§ **Problem details**
Convert the stretch from the start of the rows through the line containing "238;128;325;431" into a numbered list, leaving out any blank lines.

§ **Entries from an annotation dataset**
● ● ● ●

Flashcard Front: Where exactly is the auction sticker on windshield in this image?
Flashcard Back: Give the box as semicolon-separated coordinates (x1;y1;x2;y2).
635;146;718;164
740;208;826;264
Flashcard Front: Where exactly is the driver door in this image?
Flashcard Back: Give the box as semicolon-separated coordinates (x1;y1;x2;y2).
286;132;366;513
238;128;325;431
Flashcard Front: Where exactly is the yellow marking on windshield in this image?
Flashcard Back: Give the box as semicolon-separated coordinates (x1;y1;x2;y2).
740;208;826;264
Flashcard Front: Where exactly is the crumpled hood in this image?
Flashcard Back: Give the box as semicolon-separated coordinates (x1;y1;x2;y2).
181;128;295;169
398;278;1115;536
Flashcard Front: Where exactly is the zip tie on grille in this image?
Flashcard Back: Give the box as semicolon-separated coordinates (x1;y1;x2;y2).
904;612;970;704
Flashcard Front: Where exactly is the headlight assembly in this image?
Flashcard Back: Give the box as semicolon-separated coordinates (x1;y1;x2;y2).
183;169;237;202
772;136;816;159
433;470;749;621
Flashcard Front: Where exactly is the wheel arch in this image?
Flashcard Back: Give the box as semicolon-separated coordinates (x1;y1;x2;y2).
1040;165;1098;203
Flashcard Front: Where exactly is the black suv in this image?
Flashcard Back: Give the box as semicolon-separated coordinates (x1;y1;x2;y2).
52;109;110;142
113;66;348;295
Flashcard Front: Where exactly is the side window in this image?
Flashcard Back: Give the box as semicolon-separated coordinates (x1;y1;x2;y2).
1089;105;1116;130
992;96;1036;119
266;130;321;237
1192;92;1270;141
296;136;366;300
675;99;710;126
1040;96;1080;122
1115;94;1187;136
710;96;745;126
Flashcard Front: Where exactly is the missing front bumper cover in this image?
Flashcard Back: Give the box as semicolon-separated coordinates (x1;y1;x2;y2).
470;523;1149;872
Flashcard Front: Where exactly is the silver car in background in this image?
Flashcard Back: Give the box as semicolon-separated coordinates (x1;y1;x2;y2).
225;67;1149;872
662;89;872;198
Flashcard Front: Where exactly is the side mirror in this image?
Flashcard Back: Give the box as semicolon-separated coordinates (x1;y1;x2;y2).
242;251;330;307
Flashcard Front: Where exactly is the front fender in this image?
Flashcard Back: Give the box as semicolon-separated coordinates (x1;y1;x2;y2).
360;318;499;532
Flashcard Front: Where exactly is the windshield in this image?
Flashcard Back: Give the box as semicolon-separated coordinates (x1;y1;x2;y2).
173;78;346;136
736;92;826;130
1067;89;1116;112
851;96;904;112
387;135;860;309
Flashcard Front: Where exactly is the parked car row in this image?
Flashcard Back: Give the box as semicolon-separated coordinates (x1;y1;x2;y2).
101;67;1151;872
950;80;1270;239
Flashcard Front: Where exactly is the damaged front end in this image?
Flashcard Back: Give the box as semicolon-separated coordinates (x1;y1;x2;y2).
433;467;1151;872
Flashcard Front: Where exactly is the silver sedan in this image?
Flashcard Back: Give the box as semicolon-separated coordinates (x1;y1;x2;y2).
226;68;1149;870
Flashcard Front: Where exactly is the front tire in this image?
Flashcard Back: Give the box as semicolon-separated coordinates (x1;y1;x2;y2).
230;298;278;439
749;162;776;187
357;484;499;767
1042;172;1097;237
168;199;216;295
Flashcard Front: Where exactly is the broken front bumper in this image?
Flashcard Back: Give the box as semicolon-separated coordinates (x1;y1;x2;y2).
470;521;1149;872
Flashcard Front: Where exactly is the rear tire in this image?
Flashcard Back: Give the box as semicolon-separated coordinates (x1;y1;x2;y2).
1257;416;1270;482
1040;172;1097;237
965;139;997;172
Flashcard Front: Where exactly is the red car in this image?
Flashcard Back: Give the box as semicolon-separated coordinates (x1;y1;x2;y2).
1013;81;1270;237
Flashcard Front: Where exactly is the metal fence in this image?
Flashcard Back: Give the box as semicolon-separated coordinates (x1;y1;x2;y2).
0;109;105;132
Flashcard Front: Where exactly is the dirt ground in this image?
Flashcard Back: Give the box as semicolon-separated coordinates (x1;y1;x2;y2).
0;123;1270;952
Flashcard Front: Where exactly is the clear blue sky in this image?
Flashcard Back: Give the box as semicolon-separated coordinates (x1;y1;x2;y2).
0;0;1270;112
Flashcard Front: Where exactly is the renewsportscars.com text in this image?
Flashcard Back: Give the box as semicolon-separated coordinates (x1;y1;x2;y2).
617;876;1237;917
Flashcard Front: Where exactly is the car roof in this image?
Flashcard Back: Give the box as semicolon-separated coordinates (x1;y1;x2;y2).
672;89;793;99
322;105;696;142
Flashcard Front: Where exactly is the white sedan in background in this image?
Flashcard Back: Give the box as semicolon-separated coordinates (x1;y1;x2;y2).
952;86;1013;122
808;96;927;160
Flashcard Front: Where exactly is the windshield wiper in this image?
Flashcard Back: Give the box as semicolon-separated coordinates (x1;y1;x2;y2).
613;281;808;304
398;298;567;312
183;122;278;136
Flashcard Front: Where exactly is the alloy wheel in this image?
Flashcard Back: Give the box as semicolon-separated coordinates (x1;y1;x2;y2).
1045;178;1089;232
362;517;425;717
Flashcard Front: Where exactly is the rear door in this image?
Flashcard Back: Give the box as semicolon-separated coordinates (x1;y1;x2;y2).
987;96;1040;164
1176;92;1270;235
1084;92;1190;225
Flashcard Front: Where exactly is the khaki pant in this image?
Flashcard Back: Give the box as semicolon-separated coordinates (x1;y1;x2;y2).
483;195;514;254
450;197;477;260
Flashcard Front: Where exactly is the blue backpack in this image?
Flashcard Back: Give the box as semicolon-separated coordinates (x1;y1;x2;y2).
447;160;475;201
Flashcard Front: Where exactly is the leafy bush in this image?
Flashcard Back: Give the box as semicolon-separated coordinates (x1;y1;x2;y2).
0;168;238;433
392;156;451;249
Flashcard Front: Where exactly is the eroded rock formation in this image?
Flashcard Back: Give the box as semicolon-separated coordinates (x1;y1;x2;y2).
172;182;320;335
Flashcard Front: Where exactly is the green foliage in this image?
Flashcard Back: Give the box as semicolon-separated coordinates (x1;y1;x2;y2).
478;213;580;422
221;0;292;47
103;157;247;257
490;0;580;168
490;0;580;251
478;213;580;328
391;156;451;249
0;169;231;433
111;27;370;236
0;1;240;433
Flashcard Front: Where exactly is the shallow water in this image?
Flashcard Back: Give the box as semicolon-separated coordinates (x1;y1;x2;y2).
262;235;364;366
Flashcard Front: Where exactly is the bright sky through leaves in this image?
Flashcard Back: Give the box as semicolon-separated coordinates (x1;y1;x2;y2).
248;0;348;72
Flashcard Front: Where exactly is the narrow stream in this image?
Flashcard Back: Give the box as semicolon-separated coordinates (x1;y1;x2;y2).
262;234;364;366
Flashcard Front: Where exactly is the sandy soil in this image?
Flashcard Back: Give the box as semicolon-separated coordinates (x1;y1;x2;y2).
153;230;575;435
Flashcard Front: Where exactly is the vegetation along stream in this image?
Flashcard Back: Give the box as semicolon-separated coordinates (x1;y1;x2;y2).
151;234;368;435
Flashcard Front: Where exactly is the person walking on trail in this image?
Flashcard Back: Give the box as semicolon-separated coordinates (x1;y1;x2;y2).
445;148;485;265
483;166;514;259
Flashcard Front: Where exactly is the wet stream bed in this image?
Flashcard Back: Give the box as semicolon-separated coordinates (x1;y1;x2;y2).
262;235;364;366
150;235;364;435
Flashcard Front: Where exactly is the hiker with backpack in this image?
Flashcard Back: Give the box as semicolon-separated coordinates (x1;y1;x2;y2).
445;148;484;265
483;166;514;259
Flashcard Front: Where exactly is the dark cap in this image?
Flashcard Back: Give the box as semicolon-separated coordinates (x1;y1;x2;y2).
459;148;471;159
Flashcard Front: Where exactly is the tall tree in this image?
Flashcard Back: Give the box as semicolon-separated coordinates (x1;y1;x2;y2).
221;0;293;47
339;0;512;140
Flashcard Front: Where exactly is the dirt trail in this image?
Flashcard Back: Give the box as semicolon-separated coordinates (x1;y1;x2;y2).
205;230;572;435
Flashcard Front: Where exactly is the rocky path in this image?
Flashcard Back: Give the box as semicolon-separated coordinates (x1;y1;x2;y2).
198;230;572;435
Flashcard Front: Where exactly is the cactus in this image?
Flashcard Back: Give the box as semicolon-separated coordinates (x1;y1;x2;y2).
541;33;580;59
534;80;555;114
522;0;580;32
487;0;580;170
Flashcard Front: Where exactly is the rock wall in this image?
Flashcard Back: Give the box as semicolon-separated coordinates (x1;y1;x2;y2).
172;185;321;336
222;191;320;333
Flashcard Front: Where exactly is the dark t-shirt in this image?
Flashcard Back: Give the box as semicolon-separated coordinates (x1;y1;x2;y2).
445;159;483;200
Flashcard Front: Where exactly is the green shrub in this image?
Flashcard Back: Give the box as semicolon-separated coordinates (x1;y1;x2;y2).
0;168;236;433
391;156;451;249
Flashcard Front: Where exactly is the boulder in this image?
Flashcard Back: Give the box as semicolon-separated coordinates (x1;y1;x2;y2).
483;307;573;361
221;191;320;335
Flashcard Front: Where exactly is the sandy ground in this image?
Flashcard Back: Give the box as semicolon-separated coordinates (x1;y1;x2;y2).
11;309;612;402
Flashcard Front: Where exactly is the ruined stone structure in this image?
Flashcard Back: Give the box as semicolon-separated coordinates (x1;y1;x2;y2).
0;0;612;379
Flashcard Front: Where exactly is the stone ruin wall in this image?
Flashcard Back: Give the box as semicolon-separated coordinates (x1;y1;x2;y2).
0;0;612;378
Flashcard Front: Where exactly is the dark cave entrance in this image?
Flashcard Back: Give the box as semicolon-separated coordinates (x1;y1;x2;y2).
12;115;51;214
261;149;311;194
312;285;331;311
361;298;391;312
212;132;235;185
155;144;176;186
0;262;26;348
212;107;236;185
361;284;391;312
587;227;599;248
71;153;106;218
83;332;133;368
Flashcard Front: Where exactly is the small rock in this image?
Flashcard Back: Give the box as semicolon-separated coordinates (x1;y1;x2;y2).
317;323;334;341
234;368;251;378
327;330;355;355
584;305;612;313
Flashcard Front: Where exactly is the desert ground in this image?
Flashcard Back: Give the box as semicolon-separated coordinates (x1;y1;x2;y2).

● ● ● ●

§ **The response**
1. Flashcard Front: Where exactly is the auction sticker on windshield in this image?
2. Flashcard Back: Give the box as semicolon-separated coordinates (x1;y1;x2;y2).
3. 635;146;718;164
4. 740;208;826;264
5. Flashcard Front: Where exactly is the driver door in this image?
6. Flashcard Back: Give the box as semicolon-separated coordinates (x1;y1;x2;y2).
7. 286;132;366;513
8. 238;128;325;431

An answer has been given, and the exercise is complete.